### READING TEXT
Well yeah DUH.If you have no live rock then there is no food for the manderian to eat.And if you and your dad are not doing regular tests on you chemicals then your shark is going to die to.Looking at the bubbles at the top of the tank is no way to test your ammonia.Maybe you guys should take all your fish back to the local fish store so they can find them proper homes with people that will take care of them and test the chemicals in there tanks properly so that innocent live stock does not killed.

You need to do alot more reading on the saltwater hobbie before you start with sharks alone other fish and invertebrates.


----------



## petlover516 (Nov 12, 2008)

i read alot. its my dad who owns the tank. he really does every thing his own way and won't tell anyone(not even me) about his secrets. he never does ANY water changes. he just tops off the evaporated water with tap water. he just looks at the tank and can tell u what the water paremeters are. everyone says corner filters are horrific but he says he can't keep the tank going without them. both blue damsels had ick, and an ocellaris clown just died. his scales had become oddly clouded making him look alot paler and sicklier than the other fish. we do have a single ounce of live rock. his snowflake morey eel has been alive for over 5 years now. its strange-all the hardy fish die while non-hardy fish live!


----------



## TRFK (Jan 6, 2009)

Well ok then.Just the way you are saying some of the things that you are talking about it makes you sound like you are misinformed about the hobby.We are all hear to help each other to provide good homes for the animals that we bring out of the ocean.


----------



## petlover516 (Nov 12, 2008)

since both of us love blue mandarins, but can't keep to much live rock with a shark, so i have convinced my dad to add an aquaclear refugium this weekend. what would the appropiate size aquaclear 4 a 125 gal be?


----------



## TRFK (Jan 6, 2009)

I would get the largest one they make.The aquaclear 110/500.And even with a shark you can still add a descent amount of live rock to the tank and still have enough room for the shark to swim.If i am correct your dad is only dealing with a banded cat shark right.

### INFORMATION SHOWN
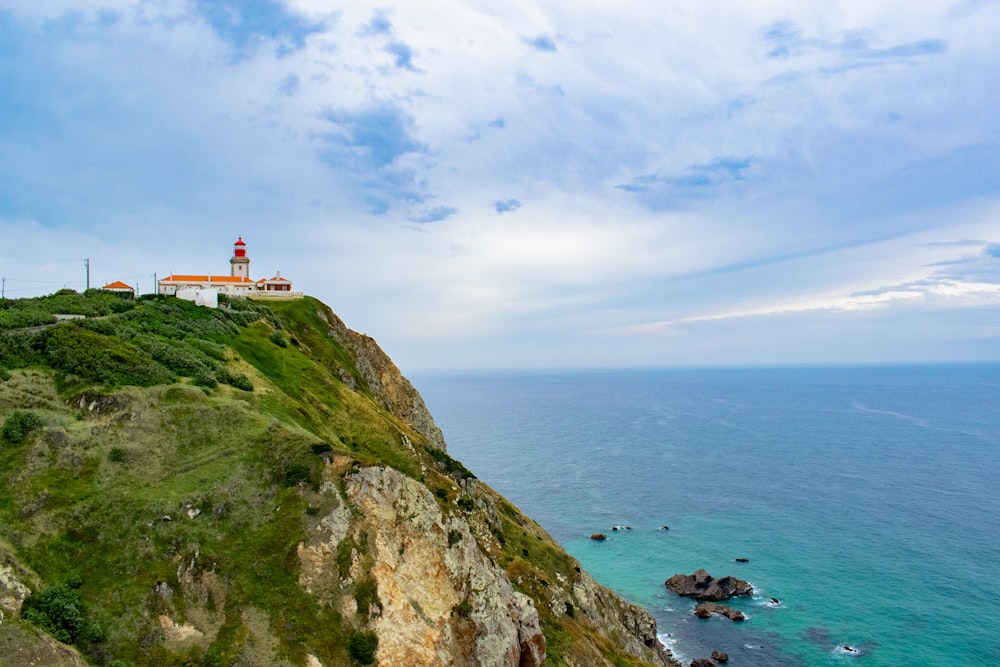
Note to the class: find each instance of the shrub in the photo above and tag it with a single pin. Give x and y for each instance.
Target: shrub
(362, 647)
(58, 610)
(20, 424)
(238, 380)
(278, 339)
(448, 465)
(463, 608)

### TASK INSTRUCTIONS
Can you pull out the part of the aquarium forum thread between "You need to" and "non-hardy fish live!", inclusive, copying it word for word?

### OUTPUT FOR THIS EXERCISE
You need to do alot more reading on the saltwater hobbie before you start with sharks alone other fish and invertebrates.


----------



## petlover516 (Nov 12, 2008)

i read alot. its my dad who owns the tank. he really does every thing his own way and won't tell anyone(not even me) about his secrets. he never does ANY water changes. he just tops off the evaporated water with tap water. he just looks at the tank and can tell u what the water paremeters are. everyone says corner filters are horrific but he says he can't keep the tank going without them. both blue damsels had ick, and an ocellaris clown just died. his scales had become oddly clouded making him look alot paler and sicklier than the other fish. we do have a single ounce of live rock. his snowflake morey eel has been alive for over 5 years now. its strange-all the hardy fish die while non-hardy fish live!